- [WHAT YOU NEED TO DO]
Answer these from the letters to the editor below:
1. How old does the writer of the letter about smoking in restaurants say they are?
2. What did each of the seven structures in the middle of Beach Drive cost?
3. For how long has the writer of the letter about the railroad tracks been driving over the pothole by the police headquarters?

- [EXCERPT PROVIDED]

· · · · ·

Published December 7, 2003

Re: Brits who smoke feel unwelcome this time, Dec. 3.

The letter from the smoking couple from Kent, England, who didn't appreciate our new law that prohibits smoking in restaurants caught my eye.

Never having been addicted to smoking in my 84 years, it's difficult for me to appreciate the horrible problem that smokers have when they can't smoke for one or two hours. And smokers can't understand and appreciate how nice it is for us to walk into a restaurant and know that we aren't going to have to inhale the stench from tobacco smoke either next to us or blowing over from the smoking section.

Smoking and making it necessary for other people to inhale the dirty, nasty stink is not a high class act. It is also unhealthy for everybody.


-- Bob Cooper, Seminole

Those sidewalk hex blocks are hexed

Re: Council aligns with hexagons for old sidewalks, Nov. 3.

I'd like to challenge the St. Petersburg City Council members to go for a walk with me from Beach Drive to the CVS Drug Store on the historic hexagon block sidewalks on 9th Avenue N (or any other avenue for that matter).

I don't think they did their homework before approving the city's maintaining these historic gems. Council member Virginia Littrell is a little concerned for those in wheelchairs because they would have trouble navigating. Well, a tank would have trouble navigating in many of these blocks. But pity the poor person on two legs. Would anyone like to see my scars?

I think the same people must be behind this movement as the ones who put those seven $6,000 structures in the middle of Beach Drive. Has anyone looked lately to see how they have enhanced our neighborhood? Is this where my hard-earned tax dollars are going? The Old Northeast is a wonderful place to live and I, too, love historic things, but not when they endanger the public.


-- Barbara Specht, St. Petersburg

Fix rough crossing on First Avenue N

Re: Railroad tracks.

There's something I have been wanting to get off my chest for a long time, and that is the condition of the railroad tracks by the St Petersburg police headquarters on First Avenue N. I have been driving over this 30-foot pot hole for more than 30 years. The other day I drove over it with the usual convulsions and strain to the suspension, and I said to myself, "How is it in all these years nobody complained or made any effort to fix this hazard?"

You would think the police would have done something about it. After all they have to drive over it numerous times every day, and they are the police and should have some kind of "pull" with the "powers that be."

What about the railroad? Doesn't it have some kind of responsibility to maintain the crossing? And what about the street maintenance guys? Don't they drive over this disaster on occasion? It's embarrassing. Is it a jurisdiction problem where everyone thinks the "other guy" should handle it?

· · · · ·

- [DATA EXTRACT]
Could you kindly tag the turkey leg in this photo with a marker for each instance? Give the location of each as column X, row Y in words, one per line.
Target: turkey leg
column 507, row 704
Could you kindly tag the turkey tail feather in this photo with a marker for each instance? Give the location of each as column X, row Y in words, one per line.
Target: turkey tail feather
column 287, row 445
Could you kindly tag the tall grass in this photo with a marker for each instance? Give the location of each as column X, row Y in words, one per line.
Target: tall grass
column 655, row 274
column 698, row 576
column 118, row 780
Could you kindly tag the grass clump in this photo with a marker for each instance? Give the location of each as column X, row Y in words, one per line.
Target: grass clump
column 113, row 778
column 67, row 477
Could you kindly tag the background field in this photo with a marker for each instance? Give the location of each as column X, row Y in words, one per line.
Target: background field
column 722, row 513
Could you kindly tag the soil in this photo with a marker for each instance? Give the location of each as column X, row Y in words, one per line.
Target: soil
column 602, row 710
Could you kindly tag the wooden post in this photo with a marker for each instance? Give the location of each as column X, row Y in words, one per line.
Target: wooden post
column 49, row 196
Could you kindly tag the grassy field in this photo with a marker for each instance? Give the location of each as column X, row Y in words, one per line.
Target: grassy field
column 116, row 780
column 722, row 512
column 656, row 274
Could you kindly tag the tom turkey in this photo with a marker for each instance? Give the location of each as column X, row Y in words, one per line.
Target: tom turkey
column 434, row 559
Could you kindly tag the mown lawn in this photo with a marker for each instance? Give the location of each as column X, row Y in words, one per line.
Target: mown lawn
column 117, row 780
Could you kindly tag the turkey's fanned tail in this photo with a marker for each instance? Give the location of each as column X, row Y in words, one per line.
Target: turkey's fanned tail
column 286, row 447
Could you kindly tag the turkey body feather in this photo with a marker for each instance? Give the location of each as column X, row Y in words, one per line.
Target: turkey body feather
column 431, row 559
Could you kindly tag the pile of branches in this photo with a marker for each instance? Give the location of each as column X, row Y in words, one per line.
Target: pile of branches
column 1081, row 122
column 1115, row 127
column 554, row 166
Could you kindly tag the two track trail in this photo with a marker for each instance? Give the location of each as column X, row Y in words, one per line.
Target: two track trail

· · · · ·

- [RESULT OF THIS TASK]
1. 84 years old.
2. $6,000.
3. More than 30 years.